#### [Problem statement]
Reproduce the rows below verbatim, covering the stretch from the very first line through the line that contains "[72,133,104,171]".

#### [Supplied information]
####

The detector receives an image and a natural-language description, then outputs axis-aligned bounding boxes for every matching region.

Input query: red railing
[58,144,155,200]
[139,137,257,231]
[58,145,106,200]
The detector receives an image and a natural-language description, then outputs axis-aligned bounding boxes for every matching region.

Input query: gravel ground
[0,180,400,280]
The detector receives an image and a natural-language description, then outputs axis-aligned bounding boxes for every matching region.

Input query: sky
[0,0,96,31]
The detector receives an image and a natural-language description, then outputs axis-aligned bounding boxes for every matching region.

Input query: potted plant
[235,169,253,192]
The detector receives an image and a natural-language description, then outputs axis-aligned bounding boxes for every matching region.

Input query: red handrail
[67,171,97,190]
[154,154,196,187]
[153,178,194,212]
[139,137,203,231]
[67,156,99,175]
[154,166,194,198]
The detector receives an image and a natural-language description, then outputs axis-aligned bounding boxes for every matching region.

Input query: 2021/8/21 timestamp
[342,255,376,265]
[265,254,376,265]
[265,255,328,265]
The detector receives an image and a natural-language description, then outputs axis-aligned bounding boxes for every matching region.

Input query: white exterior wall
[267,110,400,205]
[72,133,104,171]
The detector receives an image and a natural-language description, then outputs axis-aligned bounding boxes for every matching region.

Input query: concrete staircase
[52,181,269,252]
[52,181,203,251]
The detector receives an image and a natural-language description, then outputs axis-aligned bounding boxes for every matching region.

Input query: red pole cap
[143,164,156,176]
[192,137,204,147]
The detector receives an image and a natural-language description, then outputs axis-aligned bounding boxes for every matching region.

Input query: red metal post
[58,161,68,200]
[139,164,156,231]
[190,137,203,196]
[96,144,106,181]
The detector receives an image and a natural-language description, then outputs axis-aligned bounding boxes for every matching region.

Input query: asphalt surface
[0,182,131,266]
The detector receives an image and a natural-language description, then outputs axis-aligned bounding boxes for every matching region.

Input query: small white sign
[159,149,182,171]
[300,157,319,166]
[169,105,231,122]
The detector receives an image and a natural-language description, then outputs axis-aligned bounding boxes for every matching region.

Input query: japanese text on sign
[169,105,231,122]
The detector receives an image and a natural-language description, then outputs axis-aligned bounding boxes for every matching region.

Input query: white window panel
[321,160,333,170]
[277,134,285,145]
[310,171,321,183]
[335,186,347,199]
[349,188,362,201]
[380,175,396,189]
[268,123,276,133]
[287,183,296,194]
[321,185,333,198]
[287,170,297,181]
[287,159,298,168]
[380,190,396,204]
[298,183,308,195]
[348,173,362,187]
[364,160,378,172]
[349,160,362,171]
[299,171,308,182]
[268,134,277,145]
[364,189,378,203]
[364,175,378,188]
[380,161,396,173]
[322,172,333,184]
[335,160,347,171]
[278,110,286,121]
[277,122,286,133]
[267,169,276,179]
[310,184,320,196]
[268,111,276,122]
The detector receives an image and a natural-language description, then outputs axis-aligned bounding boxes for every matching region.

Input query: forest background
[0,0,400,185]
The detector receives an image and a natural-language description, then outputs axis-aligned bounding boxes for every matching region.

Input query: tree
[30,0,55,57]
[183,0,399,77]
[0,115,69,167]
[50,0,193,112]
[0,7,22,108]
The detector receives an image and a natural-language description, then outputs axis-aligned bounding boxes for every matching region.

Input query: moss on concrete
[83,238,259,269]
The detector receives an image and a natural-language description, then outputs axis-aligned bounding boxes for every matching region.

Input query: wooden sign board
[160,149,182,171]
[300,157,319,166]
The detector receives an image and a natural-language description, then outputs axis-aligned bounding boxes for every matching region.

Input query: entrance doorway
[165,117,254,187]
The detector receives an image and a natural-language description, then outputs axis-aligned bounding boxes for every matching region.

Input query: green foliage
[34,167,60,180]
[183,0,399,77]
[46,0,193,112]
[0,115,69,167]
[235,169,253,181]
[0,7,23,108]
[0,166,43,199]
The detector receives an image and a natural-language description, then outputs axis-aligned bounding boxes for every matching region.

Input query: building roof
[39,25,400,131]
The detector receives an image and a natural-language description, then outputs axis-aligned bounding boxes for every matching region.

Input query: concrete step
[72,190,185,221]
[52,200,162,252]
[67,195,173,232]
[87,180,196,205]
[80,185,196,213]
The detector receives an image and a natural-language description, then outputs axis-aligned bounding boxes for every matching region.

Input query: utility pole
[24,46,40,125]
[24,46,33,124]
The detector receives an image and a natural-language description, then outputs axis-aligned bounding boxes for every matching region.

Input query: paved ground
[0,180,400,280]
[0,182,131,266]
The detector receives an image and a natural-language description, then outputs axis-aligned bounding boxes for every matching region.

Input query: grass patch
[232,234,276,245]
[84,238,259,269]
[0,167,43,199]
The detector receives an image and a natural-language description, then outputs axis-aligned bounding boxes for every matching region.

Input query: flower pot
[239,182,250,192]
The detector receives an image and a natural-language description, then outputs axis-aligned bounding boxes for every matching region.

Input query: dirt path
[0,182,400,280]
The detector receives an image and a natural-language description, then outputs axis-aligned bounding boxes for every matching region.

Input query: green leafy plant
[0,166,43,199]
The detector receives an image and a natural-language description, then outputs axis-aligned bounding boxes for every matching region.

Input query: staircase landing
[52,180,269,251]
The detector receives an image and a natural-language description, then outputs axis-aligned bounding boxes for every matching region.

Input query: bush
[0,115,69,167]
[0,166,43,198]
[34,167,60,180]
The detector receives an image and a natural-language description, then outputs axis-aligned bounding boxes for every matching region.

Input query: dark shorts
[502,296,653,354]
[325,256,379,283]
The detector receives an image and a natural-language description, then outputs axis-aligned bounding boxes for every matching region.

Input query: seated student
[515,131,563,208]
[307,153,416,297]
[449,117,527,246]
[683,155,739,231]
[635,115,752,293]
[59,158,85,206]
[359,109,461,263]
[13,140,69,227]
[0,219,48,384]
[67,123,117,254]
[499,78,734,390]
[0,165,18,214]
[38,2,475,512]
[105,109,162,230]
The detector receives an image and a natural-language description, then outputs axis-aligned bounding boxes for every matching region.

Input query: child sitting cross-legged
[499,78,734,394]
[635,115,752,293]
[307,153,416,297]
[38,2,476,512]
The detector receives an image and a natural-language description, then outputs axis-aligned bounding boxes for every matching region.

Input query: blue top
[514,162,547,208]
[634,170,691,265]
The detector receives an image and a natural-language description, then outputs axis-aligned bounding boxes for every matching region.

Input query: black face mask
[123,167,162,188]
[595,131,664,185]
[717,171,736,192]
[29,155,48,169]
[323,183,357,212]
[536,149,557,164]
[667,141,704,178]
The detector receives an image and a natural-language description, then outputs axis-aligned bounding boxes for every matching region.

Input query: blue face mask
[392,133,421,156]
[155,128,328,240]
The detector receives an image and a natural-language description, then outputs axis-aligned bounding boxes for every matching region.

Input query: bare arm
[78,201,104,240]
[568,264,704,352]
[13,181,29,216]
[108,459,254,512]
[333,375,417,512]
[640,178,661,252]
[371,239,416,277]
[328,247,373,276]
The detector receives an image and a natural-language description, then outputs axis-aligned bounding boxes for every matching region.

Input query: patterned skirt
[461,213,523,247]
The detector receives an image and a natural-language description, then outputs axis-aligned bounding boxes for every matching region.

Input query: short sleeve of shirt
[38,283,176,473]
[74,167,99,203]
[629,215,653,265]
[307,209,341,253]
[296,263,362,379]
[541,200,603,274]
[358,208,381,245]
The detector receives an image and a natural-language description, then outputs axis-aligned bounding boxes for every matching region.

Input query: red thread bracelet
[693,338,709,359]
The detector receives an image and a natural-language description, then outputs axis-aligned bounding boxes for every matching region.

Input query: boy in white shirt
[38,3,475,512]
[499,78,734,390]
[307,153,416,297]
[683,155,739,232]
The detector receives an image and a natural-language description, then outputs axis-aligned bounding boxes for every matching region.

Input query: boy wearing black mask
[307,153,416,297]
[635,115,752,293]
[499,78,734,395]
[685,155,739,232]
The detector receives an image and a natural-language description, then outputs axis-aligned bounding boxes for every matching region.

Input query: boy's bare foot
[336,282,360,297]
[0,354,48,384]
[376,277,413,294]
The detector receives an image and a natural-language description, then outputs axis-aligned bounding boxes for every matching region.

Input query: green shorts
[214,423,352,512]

####

#### [Worked solution]
The detector receives an image and a natural-language description, then outputs axis-aligned bounding boxes for every matching region.

Input query: red railing
[58,144,155,200]
[139,137,257,231]
[58,145,106,200]
The detector receives an image and a natural-language description, then outputs axis-aligned bounding boxes for every matching region.

Input query: gravel ground
[0,180,400,280]
The detector receives an image and a natural-language description, then outputs axis-aligned bounding boxes for every matching region.

Input query: sky
[0,0,96,31]
The detector receives an image and a natural-language description, then outputs axis-aligned bounding boxes for every matching region.

Input query: potted plant
[235,169,253,192]
The detector receives an image and a natural-language description, then outputs axis-aligned bounding boxes for every matching region.

Input query: red handrail
[67,171,97,190]
[154,154,196,187]
[153,178,194,212]
[139,137,203,231]
[67,156,99,175]
[154,166,194,198]
The detector receives an image and a natural-language description, then outputs axis-aligned bounding boxes for every matching region.

Input query: 2021/8/21 timestamp
[342,255,376,265]
[265,254,376,265]
[265,255,328,265]
The detector receives an image and a natural-language description, then outputs axis-aligned bounding boxes for every matching region.

Input query: white exterior wall
[267,110,400,205]
[72,133,104,171]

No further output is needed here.